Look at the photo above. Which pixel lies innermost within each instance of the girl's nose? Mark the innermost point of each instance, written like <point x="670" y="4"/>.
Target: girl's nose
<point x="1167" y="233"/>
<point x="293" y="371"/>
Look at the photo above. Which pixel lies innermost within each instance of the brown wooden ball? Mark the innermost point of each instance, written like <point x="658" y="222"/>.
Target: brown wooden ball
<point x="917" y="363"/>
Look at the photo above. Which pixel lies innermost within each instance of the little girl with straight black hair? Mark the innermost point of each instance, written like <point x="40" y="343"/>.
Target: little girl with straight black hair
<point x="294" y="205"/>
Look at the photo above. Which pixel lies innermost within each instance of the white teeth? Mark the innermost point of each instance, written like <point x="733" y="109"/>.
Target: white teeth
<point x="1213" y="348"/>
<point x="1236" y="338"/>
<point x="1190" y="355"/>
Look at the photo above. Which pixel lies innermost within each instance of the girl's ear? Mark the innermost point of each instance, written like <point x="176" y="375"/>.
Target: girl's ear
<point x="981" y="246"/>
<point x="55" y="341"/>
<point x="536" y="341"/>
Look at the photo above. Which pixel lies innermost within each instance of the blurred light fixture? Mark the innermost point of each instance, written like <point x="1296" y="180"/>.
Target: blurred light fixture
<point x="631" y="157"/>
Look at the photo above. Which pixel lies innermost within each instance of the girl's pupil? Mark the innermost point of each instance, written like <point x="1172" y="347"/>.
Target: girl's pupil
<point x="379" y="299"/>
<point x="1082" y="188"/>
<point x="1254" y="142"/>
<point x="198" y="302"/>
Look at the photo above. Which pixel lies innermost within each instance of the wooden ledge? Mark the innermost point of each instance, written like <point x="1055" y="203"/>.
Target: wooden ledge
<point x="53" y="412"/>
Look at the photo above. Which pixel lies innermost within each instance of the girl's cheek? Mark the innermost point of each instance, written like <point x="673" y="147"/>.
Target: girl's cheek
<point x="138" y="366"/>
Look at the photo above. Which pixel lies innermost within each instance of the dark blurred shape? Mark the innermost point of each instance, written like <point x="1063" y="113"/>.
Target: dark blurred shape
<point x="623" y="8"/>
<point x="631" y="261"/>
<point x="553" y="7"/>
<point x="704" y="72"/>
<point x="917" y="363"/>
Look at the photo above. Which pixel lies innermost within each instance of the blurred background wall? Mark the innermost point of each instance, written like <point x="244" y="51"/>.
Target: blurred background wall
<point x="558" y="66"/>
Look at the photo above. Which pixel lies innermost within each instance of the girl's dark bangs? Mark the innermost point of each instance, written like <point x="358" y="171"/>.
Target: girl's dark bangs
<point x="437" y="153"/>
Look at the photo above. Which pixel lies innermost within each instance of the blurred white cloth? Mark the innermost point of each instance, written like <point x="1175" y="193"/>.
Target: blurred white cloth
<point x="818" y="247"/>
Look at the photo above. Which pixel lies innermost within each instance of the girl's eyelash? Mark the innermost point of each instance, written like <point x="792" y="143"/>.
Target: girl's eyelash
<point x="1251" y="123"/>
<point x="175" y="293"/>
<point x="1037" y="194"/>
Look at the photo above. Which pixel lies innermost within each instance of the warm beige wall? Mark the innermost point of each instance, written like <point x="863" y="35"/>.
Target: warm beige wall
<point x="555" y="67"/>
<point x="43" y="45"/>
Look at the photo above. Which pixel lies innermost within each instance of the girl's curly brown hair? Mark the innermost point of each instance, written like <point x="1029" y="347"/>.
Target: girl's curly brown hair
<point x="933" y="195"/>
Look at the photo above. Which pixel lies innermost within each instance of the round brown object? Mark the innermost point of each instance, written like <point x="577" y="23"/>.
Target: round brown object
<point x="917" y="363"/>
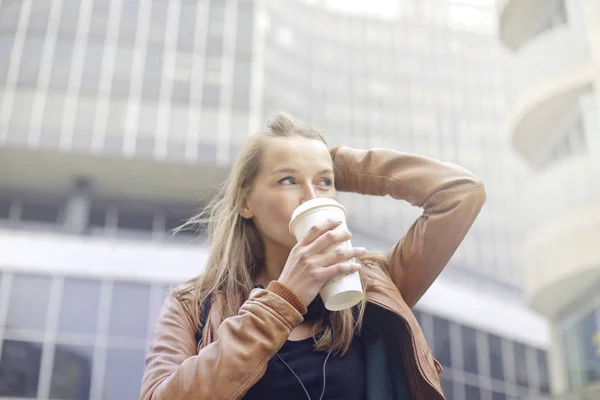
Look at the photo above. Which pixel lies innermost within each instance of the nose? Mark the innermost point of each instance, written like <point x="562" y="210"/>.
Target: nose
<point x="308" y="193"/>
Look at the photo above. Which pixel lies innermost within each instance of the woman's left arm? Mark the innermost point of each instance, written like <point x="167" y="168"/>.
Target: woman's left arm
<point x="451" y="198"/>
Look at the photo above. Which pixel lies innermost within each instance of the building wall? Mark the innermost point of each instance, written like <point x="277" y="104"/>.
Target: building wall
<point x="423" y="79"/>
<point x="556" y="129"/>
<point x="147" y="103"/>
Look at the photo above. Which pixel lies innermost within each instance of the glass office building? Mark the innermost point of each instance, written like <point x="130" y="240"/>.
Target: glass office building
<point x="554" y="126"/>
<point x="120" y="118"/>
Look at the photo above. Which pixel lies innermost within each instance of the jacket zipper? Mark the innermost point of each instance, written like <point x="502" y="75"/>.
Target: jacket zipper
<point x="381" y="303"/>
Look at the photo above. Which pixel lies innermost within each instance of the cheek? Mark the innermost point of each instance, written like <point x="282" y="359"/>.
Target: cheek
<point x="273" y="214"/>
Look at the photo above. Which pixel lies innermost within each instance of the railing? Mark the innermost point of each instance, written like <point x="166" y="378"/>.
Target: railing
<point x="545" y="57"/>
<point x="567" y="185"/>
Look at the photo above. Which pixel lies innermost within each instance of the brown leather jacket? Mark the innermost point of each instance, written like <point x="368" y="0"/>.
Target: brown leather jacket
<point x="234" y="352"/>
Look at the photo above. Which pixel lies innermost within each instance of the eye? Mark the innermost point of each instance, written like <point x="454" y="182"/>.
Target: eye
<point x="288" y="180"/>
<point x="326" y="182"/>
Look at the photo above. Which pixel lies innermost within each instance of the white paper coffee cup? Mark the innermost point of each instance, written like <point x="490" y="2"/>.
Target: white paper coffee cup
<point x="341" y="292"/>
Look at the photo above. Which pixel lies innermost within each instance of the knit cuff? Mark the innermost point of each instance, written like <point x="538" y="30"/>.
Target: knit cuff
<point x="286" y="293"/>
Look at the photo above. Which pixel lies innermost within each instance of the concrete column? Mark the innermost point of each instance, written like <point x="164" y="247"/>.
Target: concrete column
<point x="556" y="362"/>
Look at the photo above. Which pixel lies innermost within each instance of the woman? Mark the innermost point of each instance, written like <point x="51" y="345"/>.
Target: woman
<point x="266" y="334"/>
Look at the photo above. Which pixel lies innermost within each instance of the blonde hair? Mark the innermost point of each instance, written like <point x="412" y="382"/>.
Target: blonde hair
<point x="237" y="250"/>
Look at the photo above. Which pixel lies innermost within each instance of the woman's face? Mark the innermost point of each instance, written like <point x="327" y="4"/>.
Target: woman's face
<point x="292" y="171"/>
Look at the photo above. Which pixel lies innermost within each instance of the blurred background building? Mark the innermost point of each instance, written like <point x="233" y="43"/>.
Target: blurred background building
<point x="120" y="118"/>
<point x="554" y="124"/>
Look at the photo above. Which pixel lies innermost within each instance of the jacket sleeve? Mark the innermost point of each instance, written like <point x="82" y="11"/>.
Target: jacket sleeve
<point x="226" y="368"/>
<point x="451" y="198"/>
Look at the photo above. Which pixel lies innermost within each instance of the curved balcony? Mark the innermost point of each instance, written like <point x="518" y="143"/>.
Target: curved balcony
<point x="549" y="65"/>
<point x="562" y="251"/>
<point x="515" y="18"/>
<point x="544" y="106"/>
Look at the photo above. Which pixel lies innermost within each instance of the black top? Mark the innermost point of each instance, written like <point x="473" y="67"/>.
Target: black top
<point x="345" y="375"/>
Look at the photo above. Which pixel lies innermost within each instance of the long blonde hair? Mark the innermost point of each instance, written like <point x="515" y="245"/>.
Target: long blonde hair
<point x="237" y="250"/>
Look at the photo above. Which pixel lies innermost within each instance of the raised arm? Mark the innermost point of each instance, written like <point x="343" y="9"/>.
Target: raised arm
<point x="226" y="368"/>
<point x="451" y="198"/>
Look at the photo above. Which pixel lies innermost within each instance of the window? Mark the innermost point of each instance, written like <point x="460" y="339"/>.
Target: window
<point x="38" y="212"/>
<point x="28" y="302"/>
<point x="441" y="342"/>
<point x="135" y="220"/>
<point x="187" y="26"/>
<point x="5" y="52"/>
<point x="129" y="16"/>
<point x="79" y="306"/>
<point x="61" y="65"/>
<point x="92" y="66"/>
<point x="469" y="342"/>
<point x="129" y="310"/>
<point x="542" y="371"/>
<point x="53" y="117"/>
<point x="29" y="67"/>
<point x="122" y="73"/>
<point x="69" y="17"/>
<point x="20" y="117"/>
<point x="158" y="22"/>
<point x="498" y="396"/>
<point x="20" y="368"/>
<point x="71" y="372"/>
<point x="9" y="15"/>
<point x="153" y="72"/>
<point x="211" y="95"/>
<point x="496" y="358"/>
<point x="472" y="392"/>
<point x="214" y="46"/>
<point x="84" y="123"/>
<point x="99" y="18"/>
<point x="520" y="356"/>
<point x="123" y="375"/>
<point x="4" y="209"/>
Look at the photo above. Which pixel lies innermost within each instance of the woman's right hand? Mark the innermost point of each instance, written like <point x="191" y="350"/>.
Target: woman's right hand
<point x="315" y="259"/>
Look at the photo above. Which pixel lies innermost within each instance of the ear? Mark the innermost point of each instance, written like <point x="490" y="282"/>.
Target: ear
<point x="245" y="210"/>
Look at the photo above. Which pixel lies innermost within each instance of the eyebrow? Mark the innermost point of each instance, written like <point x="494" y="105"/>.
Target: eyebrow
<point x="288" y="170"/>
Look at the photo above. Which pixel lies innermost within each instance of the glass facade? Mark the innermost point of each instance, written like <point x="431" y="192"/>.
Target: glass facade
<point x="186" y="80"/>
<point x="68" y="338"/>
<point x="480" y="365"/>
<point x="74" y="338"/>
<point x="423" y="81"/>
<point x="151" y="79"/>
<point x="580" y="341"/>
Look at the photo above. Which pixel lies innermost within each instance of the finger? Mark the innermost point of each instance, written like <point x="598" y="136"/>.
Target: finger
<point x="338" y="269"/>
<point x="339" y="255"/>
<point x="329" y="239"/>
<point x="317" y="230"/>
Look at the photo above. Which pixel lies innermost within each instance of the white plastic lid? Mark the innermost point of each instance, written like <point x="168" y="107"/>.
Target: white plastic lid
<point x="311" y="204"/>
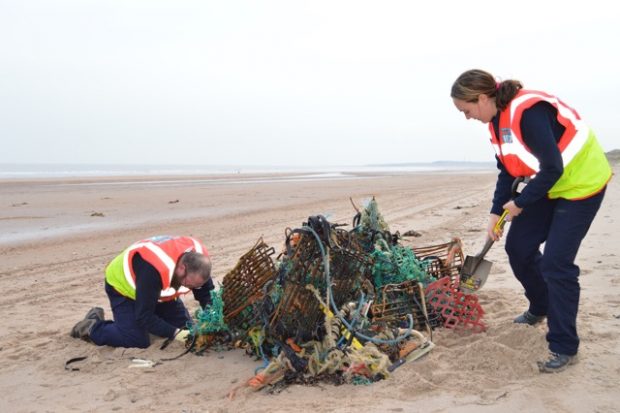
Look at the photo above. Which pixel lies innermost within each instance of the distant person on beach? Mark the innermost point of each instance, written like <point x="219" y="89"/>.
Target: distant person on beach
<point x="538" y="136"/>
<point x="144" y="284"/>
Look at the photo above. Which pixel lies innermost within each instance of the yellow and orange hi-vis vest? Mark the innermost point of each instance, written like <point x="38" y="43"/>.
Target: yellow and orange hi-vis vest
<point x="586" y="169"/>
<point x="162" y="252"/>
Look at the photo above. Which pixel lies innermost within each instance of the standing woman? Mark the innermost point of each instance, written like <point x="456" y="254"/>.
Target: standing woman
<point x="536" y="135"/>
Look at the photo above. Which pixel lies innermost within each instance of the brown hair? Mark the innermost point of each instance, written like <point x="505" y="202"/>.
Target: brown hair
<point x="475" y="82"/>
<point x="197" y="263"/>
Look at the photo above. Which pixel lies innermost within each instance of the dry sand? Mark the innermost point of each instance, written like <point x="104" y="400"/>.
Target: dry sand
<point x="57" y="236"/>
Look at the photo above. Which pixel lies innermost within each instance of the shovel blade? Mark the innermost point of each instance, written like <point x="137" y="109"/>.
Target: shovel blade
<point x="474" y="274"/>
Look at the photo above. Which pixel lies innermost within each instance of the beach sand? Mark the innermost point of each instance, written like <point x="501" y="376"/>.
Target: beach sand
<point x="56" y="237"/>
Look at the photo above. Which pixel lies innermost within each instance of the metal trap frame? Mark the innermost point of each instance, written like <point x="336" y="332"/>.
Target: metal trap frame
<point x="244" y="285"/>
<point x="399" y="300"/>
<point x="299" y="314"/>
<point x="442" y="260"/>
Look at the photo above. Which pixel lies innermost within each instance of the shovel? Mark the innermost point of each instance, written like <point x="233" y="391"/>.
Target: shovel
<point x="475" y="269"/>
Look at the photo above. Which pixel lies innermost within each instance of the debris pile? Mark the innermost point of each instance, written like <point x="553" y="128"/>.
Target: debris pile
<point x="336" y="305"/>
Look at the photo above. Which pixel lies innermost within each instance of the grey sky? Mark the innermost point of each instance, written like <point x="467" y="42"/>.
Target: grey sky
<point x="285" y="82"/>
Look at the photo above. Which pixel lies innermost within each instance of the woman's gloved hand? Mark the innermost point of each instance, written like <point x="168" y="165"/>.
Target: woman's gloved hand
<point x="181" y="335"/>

######

**SHORT PROBLEM:** Return the line that contains "of the metal" and all lines after it, verbatim, and nothing else.

**OUTPUT OF THE TASK:**
Look at the photo above. Which pixel lies innermost within each instance of the metal trap frame? Mark the innermost point of each instance, written like <point x="336" y="332"/>.
Target: metal trap frame
<point x="244" y="285"/>
<point x="399" y="300"/>
<point x="299" y="314"/>
<point x="442" y="260"/>
Look at the photo above. Which pixel lies innermost within each instance of the shovel? Mark the innermost point of each instance, written like <point x="233" y="391"/>.
Target: shovel
<point x="475" y="269"/>
Look at the photo above. Which pixel lies innermost within each instance of the debris pile? Mark the innermost point of each instance, written like <point x="553" y="128"/>.
Target: debris pile
<point x="336" y="305"/>
Look at the photo above. Which pixel lies innermost within each instance of the grey sky? Mark the innermost point of each instance, written like <point x="467" y="42"/>.
Target: grey sky
<point x="285" y="82"/>
Look at the photo above. Which pixel lies innermost within each instance of the woman's gloved hand? Mark the innermost point of each instance, written like <point x="168" y="165"/>.
Target: woman's gloved hand
<point x="181" y="335"/>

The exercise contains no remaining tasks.